▸ BRIEF
Each line below containing the word "give" needs to be shown.

╔══

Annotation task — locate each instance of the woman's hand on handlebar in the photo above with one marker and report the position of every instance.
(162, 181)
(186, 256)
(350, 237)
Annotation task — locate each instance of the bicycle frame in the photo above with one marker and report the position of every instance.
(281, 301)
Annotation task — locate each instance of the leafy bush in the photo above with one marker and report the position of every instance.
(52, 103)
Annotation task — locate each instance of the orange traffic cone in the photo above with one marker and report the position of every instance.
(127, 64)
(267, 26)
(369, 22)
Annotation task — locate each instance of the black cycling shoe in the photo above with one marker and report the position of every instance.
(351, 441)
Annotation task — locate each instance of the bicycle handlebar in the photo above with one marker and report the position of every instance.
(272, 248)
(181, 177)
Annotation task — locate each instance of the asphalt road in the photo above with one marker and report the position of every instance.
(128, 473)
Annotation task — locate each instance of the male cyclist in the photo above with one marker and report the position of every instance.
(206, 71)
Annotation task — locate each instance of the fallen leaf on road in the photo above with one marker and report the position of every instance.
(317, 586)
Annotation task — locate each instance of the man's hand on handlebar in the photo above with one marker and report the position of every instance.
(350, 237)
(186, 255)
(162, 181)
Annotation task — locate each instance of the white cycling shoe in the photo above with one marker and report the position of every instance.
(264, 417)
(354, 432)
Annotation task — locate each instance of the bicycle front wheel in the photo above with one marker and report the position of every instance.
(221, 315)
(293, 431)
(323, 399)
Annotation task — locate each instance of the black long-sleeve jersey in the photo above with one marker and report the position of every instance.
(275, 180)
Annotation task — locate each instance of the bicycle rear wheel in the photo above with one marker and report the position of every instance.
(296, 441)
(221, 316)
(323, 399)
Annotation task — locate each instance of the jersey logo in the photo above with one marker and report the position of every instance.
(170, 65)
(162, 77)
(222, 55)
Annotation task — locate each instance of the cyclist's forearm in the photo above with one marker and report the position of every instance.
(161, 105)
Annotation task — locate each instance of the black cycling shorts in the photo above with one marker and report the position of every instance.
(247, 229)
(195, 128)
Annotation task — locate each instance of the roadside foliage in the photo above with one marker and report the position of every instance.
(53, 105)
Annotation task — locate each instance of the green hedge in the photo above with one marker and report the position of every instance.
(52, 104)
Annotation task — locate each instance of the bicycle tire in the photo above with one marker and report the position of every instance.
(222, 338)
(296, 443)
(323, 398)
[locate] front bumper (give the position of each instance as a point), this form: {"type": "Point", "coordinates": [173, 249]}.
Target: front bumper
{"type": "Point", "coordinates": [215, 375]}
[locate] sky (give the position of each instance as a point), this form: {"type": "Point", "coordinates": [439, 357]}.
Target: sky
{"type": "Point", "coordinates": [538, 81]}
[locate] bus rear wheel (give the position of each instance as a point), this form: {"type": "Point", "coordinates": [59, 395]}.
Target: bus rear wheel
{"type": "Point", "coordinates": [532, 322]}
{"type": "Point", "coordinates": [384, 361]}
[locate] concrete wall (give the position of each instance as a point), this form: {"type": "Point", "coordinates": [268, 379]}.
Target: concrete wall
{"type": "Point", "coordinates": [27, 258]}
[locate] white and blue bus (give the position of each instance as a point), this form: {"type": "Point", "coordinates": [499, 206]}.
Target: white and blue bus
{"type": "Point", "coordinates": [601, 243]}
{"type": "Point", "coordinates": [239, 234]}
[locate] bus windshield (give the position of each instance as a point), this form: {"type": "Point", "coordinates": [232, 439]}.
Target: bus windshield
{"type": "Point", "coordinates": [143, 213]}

╚══

▸ SOLUTION FOR THIS PROBLEM
[locate] front bumper (give the position of each instance as a point), this form: {"type": "Point", "coordinates": [173, 249]}.
[locate] sky (give the position of each instance as a point), this form: {"type": "Point", "coordinates": [439, 357]}.
[locate] bus rear wheel (give the position of each instance as a point), this form: {"type": "Point", "coordinates": [59, 395]}.
[locate] concrete wall (give the position of each instance as a point), this form: {"type": "Point", "coordinates": [268, 379]}.
[locate] white and blue bus (give the position of each instance as a point), this form: {"type": "Point", "coordinates": [499, 206]}.
[locate] bus windshield (give the position of each instance as a point), this form: {"type": "Point", "coordinates": [232, 439]}.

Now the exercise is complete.